--- Task 1 ---
In the records, rescale the stretch from the start through the line containing "x=786 y=526", both ends included. Reproduce those lines in full, requests included, multiply every coordinate in the answers by 2.45, and round each to a whole number with halves rounded up.

:: Excerpted text ::

The following four sections of this page explain how to complete the following tasks :
Administer a table in MySQL using Instant JChem.
Add a text field and populate it with a character based unique key.
Define an approach to derive a BOOLEAN data item "Lipinski rule of 5" for new rows based upon chemical terms, implemented as a "BEFORE INSERT" trigger.
Define an approach to synchronise columns for which the source data is subsequently updated, implemented as a "BEFORE UPDATE" trigger. This operation is required for example after a re-standardization operation is applied on a given JChem table.
It is hoped that these examples can be used as templates for further bespoke index based in Chemical terms or other calculated columns. In the case of MySQL connection to the schema can be achieved with following syntax assuming a mysql client
mysql -u jchemuser -h localhost -p mydb
Alternatively, the IJC database explorer will negate the need for this and connection using this approach for administration tasks is explained here: Using the database explorer
First, we need to administer a JChem table. One method to do this is via Instant JChem (IJC) Desktop application. Assuming we have an existing MySQL connection / schema established in IJC then we can add a new JChem table easily. Right click on your schema and choose "new structure entity table". At the entity type drop down choose "New structure entity (using JChemBase table)". Assuming we accept the defaults - we should see the window below and the subsequent examples assume a table name of "MOLECULES"

:::
:: Recorded data ::

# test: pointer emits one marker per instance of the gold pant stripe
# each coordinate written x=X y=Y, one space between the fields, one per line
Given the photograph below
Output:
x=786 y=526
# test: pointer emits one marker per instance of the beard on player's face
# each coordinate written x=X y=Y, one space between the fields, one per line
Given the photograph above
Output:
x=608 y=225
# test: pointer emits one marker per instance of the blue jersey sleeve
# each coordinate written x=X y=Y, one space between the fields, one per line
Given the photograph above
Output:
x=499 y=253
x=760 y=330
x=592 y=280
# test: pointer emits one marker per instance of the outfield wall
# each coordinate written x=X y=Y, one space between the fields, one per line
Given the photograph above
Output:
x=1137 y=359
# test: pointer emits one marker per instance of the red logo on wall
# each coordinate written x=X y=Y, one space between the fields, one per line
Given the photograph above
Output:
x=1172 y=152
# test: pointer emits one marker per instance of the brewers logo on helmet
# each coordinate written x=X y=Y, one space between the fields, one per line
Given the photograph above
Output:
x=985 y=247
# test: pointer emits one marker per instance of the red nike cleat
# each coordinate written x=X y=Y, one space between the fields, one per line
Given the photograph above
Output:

:::

--- Task 2 ---
Retype the stretch of the Instant JChem text from "The following four" through "based unique key." without any changes.

--- Full response 1 ---
# test: pointer emits one marker per instance of the gold pant stripe
# each coordinate written x=X y=Y, one space between the fields, one per line
Given the photograph below
Output:
x=1926 y=1289

--- Full response 2 ---
The following four sections of this page explain how to complete the following tasks :
Administer a table in MySQL using Instant JChem.
Add a text field and populate it with a character based unique key.